→ Problem description
Copy every record exactly as it appears in the data below.

= = = = = = =

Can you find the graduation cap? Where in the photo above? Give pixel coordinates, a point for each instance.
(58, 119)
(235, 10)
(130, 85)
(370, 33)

= = = = = = =

→ Your solution
Can you find the graduation cap? Where in the photo above? Give pixel coordinates, a point for each instance.
(58, 119)
(235, 10)
(130, 85)
(370, 33)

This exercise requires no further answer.